§ **WORK ITEM**: Would you please copy exactly the line with "pavement in the photo above." and all lines that follow it in the data below, through the last one?

(Referring expression data)
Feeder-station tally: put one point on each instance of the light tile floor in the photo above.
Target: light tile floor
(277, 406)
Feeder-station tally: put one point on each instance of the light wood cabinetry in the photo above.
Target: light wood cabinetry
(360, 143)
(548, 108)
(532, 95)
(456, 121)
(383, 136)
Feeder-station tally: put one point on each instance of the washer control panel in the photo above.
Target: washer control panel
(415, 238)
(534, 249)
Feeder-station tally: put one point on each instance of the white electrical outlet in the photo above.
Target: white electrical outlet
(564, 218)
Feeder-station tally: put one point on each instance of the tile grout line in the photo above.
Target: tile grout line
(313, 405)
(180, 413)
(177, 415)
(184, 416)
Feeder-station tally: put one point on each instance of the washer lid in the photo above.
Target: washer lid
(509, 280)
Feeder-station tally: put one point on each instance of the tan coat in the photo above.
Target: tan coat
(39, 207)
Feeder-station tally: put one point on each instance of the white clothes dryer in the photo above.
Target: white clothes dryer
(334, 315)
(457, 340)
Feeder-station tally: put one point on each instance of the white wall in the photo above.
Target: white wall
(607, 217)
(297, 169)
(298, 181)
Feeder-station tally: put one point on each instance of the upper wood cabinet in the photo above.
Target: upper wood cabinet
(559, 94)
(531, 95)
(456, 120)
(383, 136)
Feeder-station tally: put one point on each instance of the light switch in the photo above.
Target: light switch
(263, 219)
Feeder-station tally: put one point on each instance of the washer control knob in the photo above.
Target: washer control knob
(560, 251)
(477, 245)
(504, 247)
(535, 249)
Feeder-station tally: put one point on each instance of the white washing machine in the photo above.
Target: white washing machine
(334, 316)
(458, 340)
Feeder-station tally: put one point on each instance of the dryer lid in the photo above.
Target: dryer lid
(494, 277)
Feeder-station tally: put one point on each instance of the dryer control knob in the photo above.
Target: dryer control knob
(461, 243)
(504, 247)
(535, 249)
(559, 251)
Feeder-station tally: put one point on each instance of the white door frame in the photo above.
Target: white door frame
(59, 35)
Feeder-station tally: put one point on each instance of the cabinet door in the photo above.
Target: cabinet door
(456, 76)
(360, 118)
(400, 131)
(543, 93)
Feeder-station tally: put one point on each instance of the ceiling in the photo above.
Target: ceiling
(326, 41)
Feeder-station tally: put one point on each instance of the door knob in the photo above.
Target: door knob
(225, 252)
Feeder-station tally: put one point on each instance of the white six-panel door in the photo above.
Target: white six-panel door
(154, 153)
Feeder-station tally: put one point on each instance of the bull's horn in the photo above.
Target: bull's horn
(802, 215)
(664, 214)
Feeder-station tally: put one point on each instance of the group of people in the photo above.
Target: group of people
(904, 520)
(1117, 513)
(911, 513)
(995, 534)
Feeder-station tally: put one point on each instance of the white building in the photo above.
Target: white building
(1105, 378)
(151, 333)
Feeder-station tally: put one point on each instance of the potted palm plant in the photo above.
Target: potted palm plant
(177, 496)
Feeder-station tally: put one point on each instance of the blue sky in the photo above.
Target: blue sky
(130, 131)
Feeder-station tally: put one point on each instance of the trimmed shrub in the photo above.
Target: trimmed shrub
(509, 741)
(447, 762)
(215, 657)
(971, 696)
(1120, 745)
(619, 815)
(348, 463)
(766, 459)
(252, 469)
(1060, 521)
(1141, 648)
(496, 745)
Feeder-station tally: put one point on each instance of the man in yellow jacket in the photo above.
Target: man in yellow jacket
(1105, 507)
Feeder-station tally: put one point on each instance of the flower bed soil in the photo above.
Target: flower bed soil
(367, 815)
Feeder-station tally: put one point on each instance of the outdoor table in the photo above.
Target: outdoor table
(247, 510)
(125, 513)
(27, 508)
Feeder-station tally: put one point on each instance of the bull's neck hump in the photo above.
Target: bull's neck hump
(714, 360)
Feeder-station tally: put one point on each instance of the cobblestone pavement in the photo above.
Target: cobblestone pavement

§ **TASK OUTPUT**:
Feeder-station tally: put one point on each instance of the cobblestone pavement in the photo above.
Target: cobblestone pavement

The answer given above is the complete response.